═══ Material provided ═══

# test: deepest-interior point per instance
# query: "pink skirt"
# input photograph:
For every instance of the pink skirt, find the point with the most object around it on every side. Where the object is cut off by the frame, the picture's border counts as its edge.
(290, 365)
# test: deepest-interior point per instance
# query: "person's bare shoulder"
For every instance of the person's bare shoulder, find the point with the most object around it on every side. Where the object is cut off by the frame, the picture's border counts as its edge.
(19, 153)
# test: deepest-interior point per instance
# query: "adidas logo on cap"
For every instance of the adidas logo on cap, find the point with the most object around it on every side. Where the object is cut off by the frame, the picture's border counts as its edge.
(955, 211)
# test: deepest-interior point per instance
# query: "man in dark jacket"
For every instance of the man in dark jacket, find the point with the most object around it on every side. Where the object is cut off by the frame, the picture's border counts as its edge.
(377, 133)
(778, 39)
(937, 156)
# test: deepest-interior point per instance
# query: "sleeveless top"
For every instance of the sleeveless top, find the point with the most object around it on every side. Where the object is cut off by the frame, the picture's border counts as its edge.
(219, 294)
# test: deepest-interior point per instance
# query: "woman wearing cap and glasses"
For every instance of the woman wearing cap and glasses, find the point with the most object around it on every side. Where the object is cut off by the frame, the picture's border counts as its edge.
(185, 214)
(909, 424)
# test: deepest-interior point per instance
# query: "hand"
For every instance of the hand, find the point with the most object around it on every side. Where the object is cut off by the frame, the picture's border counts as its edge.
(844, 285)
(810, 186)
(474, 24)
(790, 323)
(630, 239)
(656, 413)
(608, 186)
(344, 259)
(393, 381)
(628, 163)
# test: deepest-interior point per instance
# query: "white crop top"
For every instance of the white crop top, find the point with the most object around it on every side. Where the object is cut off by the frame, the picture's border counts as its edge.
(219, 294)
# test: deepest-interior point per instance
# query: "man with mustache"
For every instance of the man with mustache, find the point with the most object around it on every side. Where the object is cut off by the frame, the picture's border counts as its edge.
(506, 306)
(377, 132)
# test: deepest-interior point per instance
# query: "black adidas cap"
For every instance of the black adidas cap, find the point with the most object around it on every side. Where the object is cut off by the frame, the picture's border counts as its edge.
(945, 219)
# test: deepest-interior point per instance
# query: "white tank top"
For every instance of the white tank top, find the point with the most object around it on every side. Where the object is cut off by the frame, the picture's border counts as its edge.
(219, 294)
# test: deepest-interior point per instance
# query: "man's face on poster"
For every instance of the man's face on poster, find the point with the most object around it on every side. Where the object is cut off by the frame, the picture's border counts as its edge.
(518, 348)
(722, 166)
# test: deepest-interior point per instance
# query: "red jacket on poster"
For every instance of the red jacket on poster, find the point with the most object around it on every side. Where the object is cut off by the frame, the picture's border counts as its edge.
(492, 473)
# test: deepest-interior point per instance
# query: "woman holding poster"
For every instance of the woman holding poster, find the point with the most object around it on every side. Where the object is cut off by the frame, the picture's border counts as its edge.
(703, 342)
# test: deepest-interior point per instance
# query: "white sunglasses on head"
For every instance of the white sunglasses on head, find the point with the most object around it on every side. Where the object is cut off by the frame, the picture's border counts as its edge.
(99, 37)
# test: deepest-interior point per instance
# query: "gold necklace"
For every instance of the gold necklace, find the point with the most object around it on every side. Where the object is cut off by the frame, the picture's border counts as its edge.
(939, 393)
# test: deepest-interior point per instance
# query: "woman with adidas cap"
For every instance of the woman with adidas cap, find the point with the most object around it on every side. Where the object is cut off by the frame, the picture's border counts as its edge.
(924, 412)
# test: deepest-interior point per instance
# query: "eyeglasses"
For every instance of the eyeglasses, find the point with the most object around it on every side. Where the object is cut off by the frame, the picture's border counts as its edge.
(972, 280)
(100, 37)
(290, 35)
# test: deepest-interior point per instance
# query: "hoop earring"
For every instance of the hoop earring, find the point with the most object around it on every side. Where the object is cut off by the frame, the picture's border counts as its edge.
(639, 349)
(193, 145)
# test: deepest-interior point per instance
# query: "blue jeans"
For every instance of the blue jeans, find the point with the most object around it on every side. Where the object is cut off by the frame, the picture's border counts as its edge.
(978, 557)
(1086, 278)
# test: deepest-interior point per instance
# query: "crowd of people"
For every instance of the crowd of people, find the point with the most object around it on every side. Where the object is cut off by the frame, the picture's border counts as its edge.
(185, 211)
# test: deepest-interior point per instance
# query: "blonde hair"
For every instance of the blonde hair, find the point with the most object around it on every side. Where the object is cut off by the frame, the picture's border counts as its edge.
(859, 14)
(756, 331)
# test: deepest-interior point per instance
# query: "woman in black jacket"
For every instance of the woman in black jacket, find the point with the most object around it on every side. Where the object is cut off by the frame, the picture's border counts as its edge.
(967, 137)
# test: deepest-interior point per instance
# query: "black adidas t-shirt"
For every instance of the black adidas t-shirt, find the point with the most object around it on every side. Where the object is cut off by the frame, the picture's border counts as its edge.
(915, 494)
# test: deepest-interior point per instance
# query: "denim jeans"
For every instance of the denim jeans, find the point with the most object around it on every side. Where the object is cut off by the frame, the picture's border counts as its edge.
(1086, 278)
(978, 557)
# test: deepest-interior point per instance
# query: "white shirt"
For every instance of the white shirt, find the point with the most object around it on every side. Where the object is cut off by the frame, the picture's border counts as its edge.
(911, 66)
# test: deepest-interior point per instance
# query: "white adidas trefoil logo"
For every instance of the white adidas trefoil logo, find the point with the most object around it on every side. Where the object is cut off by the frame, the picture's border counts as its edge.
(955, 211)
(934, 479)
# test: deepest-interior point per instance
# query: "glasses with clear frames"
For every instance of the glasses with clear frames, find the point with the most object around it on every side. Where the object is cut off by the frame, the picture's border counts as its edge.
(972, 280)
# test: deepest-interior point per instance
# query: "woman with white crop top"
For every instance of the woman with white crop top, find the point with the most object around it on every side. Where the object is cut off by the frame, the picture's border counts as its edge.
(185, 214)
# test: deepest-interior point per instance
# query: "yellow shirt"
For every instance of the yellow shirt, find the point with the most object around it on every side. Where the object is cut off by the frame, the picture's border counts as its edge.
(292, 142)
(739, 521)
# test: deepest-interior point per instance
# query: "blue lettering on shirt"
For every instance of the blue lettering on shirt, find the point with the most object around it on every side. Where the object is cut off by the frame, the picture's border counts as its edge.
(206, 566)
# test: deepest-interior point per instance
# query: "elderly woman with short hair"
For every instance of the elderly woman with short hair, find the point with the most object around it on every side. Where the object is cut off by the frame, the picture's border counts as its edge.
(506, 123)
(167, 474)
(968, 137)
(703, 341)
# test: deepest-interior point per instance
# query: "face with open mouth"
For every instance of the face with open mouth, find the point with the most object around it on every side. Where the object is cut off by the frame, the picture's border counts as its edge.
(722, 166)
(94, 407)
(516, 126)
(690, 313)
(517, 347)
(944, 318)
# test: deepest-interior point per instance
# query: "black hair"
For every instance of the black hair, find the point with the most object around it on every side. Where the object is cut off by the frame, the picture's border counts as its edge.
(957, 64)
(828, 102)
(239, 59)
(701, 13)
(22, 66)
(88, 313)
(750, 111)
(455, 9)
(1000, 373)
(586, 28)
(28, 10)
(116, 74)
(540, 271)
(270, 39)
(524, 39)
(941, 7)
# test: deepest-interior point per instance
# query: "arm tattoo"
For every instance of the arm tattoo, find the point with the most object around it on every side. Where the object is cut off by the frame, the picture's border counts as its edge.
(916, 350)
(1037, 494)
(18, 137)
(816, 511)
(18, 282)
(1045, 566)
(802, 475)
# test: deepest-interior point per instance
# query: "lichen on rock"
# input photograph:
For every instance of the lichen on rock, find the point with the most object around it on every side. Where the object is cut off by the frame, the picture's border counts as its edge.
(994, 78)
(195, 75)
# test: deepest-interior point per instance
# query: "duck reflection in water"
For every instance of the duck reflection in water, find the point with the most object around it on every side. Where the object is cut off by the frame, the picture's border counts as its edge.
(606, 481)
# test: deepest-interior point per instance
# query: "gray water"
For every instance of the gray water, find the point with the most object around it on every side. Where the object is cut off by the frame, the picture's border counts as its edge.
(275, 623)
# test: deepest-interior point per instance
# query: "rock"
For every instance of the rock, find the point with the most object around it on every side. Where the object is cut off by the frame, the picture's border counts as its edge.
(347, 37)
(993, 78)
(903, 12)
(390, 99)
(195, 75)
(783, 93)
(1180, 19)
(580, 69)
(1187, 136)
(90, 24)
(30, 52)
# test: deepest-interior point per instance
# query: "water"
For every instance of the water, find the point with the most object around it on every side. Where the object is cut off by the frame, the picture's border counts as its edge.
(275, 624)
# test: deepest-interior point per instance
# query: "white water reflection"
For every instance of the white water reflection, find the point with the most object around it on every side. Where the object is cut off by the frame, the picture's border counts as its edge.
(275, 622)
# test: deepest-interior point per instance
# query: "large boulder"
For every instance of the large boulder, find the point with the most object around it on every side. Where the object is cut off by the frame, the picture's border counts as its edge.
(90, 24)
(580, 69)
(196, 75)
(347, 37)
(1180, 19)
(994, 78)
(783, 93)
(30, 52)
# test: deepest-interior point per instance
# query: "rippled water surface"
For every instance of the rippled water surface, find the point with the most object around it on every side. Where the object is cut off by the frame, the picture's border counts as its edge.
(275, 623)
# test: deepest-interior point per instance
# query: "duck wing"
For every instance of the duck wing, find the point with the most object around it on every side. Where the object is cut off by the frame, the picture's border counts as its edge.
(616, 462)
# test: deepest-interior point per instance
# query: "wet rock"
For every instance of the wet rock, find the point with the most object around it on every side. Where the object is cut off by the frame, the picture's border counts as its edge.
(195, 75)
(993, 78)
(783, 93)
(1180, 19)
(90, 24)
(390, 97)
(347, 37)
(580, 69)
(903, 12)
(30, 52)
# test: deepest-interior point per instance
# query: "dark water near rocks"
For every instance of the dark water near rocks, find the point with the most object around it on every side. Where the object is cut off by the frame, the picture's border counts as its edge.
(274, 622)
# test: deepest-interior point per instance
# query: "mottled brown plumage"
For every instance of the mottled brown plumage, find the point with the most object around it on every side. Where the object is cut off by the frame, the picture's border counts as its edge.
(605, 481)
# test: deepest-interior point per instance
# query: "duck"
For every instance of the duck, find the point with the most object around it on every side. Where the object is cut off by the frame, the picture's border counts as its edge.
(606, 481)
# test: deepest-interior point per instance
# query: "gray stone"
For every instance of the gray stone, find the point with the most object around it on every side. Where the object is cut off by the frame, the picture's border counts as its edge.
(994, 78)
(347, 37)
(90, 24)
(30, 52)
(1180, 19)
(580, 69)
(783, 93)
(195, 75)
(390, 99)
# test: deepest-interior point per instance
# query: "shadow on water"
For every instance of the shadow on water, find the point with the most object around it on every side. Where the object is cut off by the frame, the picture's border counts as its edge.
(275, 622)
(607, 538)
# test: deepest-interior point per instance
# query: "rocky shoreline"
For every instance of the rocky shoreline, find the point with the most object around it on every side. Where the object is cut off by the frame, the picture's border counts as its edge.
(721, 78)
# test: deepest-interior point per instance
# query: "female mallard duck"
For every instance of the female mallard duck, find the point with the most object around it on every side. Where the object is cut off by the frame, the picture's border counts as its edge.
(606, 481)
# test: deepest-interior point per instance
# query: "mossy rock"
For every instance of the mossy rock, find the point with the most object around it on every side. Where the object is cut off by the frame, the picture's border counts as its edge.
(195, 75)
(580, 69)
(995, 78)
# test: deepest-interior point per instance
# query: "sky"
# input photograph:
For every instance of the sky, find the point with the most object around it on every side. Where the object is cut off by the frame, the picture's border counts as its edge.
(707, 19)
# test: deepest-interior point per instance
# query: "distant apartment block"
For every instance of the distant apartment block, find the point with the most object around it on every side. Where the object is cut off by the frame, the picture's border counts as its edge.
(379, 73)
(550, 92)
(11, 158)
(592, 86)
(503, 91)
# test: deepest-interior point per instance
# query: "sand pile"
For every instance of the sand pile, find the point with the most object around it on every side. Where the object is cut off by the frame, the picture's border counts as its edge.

═══

Exercise details
Find the word "sand" in the records, and report each line that has it.

Exercise answer
# query: "sand pile"
For every instance of the sand pile, find the point with the most object around it on every side. Where the object is cut off by the frame, the picture's border counts as its edge.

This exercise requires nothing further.